• [Texte]
Parce qu’il veut « élever » les paysans, Benassis va asseoir la domination du matériel sur le spirituel : « Le besoin engendrait l’industrie, l’industrie le commerce, le commerce un gain, le gain un bien-être, le bien-être des idées utiles. » Toute puissance supérieure est éradiquée au profit du visible, de la rentabilité et du commerce, dans une logique spéculative. Cette unique source d’« idées utiles » permet de faire naître de nouveaux besoins, à l’infini.

Il ne s’agit pas là d’un remède matériel à une condition spirituelle inaliénable, mais d’une matérialité stricte et assumée : Benassis s’engage à ce que « la circulation de l’argent fasse naître le désir d’en gagner » et fait ainsi de l’argent, non pas un moyen mais une fin en soi. C’est cette logique spéculative que dénoncera Charles Péguy au début du siècle suivant dans L’Argent : « Pour la première fois dans l’histoire du monde, les puissances spirituelles ont été toutes ensemble refoulées non point par les puissances matérielles mais par une seule puissance matérielle qui est la puissance de l’argent. »

• [Consignes]
**A)** Relevez dans le texte ci-dessus sur Benassis tout ce qui va de « Parce qu’il veut » jusqu'à « besoins, à l’infini. ».
**B)** Prolongez le texte sur Benassis et l'argent après sa dernière phrase.

• [Données]

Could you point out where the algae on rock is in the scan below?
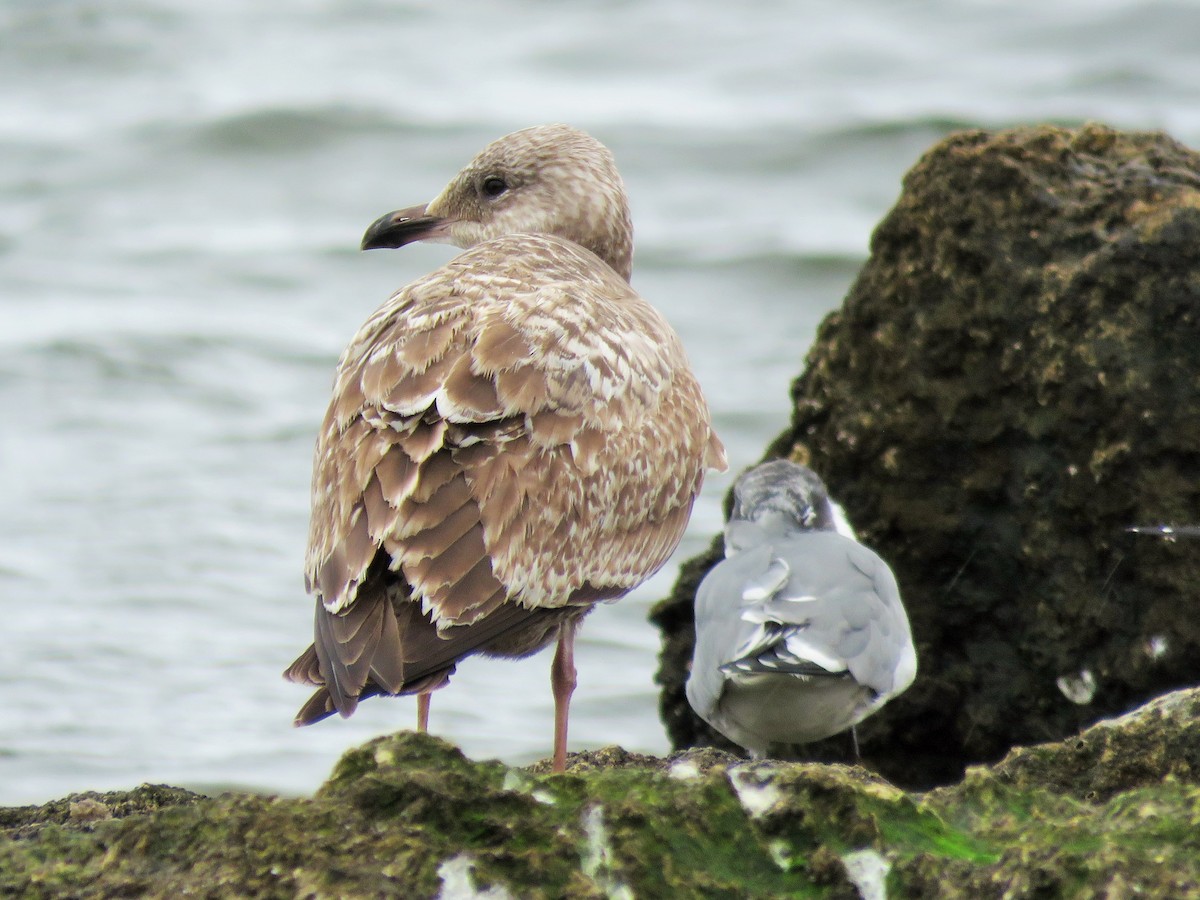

• [Réponses attendues]
**A)**
Parce qu’il veut « élever » les paysans, Benassis va asseoir la domination du matériel sur le spirituel : « Le besoin engendrait l’industrie, l’industrie le commerce, le commerce un gain, le gain un bien-être, le bien-être des idées utiles. » Toute puissance supérieure est éradiquée au profit du visible, de la rentabilité et du commerce, dans une logique spéculative. Cette unique source d’« idées utiles » permet de faire naître de nouveaux besoins, à l’infini.

**B)**
Cette perte de la dimension spirituelle de la terre, participe à l’avènement d’un nouveau dieu. En 1944, dans La Grande Transformation, l’économiste hongrois Karl Polanyi expliquera combien cette soumission de la terre aux lois du marché est l’une des grandes caractéristiques du capitalisme. Le Médecin de Campagne permet de percevoir les prémisses du capitalisme préindustriel dans la société du règne de Louis-Philippe.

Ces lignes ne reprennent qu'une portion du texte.